Quote verbatim the lines of the records below, beginning with the line that contains "the swimmer's arm?" and ending with the last line of the records.

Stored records
==================================================

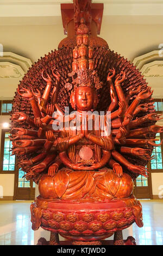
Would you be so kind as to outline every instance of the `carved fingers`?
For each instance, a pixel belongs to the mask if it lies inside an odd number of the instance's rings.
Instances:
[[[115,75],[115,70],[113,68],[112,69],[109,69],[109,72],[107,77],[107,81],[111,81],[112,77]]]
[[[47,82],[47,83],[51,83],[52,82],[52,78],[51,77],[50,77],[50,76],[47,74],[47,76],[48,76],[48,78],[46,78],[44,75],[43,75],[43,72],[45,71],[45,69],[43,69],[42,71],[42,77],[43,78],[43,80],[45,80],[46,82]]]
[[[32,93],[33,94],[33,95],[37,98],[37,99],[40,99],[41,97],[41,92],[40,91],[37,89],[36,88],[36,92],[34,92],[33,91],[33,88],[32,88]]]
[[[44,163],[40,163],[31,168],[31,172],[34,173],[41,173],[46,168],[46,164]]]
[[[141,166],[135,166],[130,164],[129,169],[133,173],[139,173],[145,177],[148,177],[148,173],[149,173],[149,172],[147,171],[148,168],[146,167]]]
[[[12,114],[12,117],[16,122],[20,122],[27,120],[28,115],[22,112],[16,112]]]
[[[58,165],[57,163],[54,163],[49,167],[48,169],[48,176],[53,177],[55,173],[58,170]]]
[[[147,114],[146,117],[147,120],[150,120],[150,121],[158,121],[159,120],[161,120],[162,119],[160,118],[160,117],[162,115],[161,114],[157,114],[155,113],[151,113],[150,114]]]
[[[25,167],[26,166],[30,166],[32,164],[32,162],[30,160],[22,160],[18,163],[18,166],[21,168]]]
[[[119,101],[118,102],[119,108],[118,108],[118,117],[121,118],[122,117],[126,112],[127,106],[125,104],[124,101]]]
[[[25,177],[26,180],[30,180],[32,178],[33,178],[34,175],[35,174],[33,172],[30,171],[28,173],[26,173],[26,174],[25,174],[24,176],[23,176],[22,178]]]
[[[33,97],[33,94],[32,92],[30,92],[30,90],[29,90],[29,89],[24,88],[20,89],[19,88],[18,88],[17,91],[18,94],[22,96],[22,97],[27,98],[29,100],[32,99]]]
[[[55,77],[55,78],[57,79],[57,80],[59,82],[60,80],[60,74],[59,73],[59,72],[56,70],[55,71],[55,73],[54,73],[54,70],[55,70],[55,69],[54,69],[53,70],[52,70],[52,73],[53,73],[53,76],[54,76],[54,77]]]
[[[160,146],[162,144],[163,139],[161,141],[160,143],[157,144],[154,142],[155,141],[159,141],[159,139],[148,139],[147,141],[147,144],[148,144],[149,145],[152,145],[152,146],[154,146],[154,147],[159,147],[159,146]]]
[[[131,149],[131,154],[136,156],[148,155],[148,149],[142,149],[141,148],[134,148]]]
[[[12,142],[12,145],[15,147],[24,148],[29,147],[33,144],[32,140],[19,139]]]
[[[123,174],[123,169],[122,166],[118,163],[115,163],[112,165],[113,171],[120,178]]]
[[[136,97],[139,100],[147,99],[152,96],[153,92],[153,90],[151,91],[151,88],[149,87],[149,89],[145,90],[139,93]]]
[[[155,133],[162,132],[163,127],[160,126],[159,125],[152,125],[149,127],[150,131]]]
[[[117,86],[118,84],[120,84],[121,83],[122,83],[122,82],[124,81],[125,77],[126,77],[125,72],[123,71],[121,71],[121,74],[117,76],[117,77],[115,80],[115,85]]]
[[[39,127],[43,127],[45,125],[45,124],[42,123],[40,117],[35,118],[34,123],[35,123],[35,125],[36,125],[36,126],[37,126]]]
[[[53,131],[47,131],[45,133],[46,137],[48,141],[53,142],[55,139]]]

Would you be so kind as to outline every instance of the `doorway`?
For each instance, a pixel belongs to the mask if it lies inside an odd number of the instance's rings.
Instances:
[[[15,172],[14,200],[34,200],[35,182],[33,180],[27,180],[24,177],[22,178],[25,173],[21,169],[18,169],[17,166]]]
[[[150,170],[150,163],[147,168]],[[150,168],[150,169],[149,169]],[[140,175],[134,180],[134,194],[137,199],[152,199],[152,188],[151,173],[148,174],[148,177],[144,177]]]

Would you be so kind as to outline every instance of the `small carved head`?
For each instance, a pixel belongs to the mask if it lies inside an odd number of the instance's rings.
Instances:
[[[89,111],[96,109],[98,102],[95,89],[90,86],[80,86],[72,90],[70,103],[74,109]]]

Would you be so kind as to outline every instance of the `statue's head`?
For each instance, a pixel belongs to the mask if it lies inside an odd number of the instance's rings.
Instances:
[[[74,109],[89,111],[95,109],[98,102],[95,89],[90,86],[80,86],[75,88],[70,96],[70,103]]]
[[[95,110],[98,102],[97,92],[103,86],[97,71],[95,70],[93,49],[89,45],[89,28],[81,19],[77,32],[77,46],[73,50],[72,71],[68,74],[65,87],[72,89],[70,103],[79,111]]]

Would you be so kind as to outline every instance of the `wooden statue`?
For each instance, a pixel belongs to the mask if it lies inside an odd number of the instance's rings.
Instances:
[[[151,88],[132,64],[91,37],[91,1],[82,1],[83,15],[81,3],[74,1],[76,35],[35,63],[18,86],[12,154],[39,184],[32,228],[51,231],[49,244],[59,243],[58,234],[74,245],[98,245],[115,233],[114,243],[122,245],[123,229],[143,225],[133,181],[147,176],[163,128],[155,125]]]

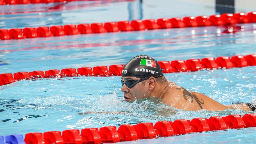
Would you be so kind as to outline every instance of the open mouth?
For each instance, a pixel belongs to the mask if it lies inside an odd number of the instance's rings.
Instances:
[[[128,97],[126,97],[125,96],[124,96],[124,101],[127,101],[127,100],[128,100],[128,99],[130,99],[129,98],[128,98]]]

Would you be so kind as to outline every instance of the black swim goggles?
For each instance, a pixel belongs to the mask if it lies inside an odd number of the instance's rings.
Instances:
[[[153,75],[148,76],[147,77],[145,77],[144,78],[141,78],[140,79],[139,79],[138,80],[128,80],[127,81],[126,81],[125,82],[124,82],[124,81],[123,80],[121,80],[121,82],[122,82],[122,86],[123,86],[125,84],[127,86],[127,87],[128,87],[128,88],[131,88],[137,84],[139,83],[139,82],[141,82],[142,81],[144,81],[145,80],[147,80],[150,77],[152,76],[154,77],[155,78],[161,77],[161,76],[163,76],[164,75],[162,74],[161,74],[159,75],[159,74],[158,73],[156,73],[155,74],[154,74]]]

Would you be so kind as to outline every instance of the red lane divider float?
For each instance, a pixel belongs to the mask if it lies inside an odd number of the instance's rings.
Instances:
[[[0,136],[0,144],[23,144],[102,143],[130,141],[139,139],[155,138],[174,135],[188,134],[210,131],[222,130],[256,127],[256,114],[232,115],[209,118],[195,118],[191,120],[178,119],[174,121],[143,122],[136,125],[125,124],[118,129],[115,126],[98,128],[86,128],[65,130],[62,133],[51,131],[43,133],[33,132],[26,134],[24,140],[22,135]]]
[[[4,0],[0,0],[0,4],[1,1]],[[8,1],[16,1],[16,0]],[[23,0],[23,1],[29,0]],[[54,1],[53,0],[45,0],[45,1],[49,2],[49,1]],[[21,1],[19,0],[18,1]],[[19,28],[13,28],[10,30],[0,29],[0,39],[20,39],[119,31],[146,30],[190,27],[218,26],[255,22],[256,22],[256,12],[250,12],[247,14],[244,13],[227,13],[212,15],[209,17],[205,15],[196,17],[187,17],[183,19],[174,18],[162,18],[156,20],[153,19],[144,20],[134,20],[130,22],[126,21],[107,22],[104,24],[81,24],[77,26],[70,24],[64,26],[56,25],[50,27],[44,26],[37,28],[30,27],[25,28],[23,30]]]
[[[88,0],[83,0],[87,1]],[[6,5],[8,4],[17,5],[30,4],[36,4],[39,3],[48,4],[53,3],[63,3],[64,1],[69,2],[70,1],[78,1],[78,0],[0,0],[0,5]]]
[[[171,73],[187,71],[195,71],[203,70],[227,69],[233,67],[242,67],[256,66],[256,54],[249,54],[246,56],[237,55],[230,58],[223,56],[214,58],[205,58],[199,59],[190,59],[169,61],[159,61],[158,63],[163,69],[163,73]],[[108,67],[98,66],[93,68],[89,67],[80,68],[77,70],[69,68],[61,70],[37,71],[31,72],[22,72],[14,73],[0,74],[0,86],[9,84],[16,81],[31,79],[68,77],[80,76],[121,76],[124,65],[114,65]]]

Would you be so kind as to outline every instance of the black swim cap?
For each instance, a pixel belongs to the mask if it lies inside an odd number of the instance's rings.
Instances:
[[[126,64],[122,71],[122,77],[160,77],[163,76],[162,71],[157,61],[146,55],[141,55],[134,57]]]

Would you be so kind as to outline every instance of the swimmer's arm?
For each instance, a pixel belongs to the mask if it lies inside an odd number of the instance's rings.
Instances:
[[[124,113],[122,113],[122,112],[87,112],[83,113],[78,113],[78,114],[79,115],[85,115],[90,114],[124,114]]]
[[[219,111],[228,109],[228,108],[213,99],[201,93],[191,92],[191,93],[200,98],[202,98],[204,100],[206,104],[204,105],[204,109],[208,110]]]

==================================================

WRITTEN SOLUTION -
Would you be so kind as to outline every instance of the swimmer's arm?
For each instance, a pixel belongs to the mask if it lies inside an odd number of the instance's rings.
Instances:
[[[124,113],[122,113],[122,112],[87,112],[83,113],[78,113],[78,114],[79,115],[85,115],[90,114],[124,114]]]
[[[219,111],[228,109],[228,108],[213,99],[201,93],[191,92],[191,93],[200,98],[202,98],[204,100],[206,104],[204,105],[204,109],[208,110]]]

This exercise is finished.